» **Given text**
Beautiful Virgin Islands

Monday, Jan 19, 2026

Scientists urge routine Covid testing when English schools reopen

Scientists urge routine Covid testing when English schools reopen

Exclusive: experts say staff and pupils should be screened for virus, possibly by group testing
Scientists have called for routine Covid testing of teachers and pupils alongside a robust test-and-trace system, amid a debate over how to safely reopen schools in England.

On Sunday, the children’s commissioner for England, Anne Longfield, said teachers and pupils should have weekly tests, but Nick Gibb, the schools minister, ruled out the idea, saying instead that those who are symptomatic should be tested.

Now researchers behind a report from Delve, a multidisciplinary group convened by the Royal Society, have said routine testing will be necessary when the majority of children return to school.

Dr Ines Hassan, a researcher in the global health governance programme at the University of Edinburgh and a lead author of the report, said the group were recommending the widespread and regular screening of all staff in schools, including those who are asymptomatic.

“The cost-benefit analysis for the screening of asymptomatic pupils is more complicated, but on balance we recommend this also,” she said.

“We recognise that the health risks to pupils themselves from Covid-19 infection are very low. However, the risks to school staff, parents [or] carers and the wider community are clear, and it is also very important to prevent full or partial school closures or widespread absences arising from transmission within schools, as these will cause further losses of learning, with its associated long-term social and economic effects.”

She said routine testing was important as asymptomatic Covid transmission is estimated to account for 40% of community transmission, and potentially more among school-age children. Young people with coronavirus often have very mild symptoms.

The Delve report also stresses the need for stringent hygiene measures, social distancing and clear guidance for parents on when to keep their child home from school. A robust test-and-trace system and investigation of outbreaks is deemed essential.

However, Devi Sridhar, a professor of global public health at the University of Edinburgh, said there remained debate among experts over whether testing should be widely used in schools, citing the risk of limited testing capacity, a very low coronavirus prevalence and false positives.

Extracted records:
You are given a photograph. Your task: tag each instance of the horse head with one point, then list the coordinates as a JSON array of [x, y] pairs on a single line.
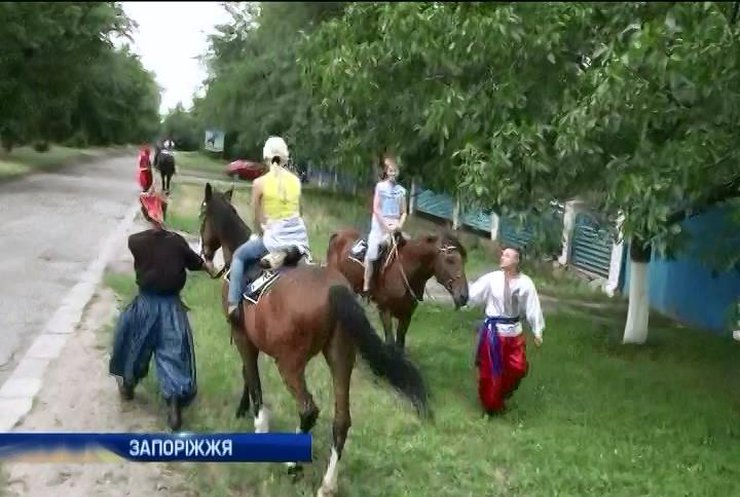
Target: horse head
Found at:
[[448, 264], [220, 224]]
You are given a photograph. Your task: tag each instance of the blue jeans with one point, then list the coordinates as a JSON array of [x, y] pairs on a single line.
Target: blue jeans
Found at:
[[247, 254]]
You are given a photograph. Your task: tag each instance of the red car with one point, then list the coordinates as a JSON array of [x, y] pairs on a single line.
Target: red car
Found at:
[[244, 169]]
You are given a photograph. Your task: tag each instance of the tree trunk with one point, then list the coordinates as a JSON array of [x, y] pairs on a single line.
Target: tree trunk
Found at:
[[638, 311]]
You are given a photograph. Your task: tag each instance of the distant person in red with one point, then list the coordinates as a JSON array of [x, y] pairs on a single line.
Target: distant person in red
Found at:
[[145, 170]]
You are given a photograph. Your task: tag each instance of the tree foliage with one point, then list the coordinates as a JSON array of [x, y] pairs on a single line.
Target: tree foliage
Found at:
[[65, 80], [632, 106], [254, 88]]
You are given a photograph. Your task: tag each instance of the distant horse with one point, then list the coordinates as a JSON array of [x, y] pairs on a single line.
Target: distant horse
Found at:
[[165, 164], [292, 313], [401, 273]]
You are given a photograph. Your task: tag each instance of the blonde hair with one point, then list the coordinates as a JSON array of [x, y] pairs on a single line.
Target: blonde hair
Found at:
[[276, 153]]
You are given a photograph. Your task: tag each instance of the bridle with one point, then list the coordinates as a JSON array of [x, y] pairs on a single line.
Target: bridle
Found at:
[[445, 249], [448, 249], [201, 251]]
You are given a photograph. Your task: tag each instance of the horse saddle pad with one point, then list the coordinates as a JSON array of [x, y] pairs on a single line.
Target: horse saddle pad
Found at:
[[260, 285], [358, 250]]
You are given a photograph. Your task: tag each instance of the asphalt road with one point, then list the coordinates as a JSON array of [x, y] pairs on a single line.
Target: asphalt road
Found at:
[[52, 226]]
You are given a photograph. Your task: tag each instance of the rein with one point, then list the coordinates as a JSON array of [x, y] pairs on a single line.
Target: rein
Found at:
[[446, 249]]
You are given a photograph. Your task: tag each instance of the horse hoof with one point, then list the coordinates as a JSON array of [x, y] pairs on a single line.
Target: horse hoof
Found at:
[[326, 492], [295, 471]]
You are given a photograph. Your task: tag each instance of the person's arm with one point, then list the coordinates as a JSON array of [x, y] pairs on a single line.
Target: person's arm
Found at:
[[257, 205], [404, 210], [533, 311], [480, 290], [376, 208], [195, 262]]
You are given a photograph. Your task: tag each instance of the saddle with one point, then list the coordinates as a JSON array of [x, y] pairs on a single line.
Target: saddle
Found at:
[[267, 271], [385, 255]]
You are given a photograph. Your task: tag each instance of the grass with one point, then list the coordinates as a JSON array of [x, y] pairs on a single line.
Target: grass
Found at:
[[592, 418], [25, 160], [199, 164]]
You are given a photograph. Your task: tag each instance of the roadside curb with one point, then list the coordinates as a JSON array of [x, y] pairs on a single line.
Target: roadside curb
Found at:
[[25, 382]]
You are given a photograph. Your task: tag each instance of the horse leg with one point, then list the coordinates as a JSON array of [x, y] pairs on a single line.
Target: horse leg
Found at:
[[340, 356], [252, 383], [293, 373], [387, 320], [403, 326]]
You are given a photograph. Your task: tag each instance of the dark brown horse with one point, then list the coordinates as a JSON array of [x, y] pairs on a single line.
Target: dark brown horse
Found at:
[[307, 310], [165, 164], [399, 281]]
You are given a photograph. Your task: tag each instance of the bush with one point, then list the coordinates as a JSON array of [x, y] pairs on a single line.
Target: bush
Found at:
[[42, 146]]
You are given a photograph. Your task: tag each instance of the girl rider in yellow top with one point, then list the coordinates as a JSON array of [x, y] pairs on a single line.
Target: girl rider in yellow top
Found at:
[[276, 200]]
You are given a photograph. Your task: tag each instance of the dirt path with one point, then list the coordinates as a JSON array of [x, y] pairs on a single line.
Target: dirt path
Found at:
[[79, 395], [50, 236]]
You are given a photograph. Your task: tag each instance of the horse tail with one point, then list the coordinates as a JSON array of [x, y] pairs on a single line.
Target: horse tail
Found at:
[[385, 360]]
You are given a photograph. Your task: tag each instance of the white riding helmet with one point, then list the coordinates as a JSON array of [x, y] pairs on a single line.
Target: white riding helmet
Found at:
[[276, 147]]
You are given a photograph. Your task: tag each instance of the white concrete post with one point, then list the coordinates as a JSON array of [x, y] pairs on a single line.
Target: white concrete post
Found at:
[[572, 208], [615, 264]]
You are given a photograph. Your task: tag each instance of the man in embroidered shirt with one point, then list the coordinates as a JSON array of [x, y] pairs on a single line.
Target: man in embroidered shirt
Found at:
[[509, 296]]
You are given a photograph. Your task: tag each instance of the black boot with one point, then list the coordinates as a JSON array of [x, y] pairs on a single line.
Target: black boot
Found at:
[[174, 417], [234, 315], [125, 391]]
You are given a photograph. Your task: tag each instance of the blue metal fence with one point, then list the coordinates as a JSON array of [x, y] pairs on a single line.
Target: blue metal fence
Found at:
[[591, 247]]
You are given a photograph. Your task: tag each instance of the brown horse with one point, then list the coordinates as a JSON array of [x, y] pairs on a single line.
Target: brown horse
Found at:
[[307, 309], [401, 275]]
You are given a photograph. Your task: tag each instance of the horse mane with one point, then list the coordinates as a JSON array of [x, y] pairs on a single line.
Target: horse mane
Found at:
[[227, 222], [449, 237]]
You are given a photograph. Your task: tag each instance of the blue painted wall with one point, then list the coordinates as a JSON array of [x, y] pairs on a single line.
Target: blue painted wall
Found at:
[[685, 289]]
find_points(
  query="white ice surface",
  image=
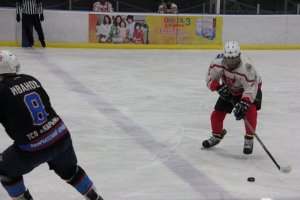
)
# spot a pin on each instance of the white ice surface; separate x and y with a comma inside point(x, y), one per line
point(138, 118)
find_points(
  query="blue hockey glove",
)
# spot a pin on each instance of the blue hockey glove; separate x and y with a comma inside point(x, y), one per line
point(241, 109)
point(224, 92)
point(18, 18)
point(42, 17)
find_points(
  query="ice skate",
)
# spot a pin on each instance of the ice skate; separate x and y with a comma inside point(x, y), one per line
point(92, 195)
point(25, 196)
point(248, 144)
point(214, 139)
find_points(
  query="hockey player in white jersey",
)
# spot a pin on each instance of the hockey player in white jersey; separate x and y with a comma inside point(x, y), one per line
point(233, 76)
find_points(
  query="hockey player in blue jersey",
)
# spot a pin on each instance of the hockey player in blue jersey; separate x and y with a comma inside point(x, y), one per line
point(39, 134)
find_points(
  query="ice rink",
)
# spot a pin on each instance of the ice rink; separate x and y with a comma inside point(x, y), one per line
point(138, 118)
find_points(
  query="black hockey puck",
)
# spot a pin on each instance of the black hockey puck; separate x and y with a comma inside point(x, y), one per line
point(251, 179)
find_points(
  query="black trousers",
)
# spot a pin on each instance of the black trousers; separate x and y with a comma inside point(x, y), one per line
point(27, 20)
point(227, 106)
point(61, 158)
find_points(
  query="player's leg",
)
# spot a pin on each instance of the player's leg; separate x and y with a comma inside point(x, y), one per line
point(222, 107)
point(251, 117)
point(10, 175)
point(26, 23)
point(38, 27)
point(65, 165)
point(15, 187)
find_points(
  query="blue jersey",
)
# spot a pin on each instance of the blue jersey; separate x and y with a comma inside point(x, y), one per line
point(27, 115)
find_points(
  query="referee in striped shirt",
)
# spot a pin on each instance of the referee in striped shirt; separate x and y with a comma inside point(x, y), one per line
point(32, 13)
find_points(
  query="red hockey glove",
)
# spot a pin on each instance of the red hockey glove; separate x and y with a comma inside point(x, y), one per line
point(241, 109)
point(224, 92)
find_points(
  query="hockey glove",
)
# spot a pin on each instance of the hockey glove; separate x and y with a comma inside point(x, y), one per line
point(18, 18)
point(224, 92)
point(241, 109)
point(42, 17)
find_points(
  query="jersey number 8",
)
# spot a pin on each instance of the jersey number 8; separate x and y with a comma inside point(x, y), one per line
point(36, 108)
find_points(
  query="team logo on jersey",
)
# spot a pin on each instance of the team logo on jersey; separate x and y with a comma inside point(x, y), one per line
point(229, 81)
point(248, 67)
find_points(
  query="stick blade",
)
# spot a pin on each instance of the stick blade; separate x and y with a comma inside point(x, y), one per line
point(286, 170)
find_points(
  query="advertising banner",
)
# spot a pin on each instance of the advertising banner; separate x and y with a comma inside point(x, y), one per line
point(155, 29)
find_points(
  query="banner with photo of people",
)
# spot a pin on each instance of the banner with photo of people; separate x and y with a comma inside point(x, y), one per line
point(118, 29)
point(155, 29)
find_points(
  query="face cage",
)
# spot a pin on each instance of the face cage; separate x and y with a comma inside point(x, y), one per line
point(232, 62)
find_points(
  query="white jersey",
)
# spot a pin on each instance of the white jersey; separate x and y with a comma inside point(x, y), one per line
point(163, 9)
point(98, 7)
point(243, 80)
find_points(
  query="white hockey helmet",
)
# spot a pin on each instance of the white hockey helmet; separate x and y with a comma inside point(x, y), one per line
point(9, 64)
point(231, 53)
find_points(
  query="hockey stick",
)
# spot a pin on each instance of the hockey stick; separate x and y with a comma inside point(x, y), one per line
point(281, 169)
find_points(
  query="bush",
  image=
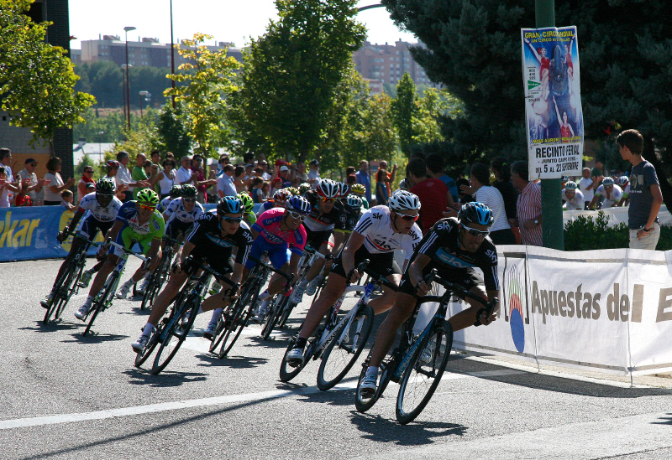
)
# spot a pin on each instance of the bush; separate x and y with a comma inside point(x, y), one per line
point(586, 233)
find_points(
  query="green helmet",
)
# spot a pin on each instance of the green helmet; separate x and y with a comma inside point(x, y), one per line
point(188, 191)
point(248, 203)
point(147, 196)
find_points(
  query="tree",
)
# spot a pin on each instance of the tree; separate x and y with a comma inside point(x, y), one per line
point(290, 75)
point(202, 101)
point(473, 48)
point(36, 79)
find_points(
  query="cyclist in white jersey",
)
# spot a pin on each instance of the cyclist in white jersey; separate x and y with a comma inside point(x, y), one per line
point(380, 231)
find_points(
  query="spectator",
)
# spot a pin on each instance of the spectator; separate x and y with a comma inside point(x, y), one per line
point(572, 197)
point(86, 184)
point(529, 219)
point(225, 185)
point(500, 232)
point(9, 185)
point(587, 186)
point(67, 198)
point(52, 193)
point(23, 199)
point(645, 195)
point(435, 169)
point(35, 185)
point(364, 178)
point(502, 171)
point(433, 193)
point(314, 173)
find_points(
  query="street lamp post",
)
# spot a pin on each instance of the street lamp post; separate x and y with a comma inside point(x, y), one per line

» **Things to do**
A: In the article on Covid testing in schools, change "pupils" to "students" and reproduce the passage starting with "Exclusive: experts say" and going on through "should be tested.".
B: Summarize the article on Covid testing in schools in two sentences.

» **Results in order**
A:
Exclusive: experts say staff and students should be screened for virus, possibly by group testing
Scientists have called for routine Covid testing of teachers and students alongside a robust test-and-trace system, amid a debate over how to safely reopen schools in England.

On Sunday, the children’s commissioner for England, Anne Longfield, said teachers and students should have weekly tests, but Nick Gibb, the schools minister, ruled out the idea, saying instead that those who are symptomatic should be tested.

B: Researchers behind a report from Delve, a group convened by the Royal Society, have called for routine Covid testing of school staff and pupils in England, including those without symptoms, alongside a robust test-and-trace system, although the schools minister Nick Gibb ruled out weekly testing. The report also stresses hygiene, social distancing and clear guidance for parents, while Devi Sridhar said experts still debate widespread testing in schools because of limited capacity, very low prevalence and false positives.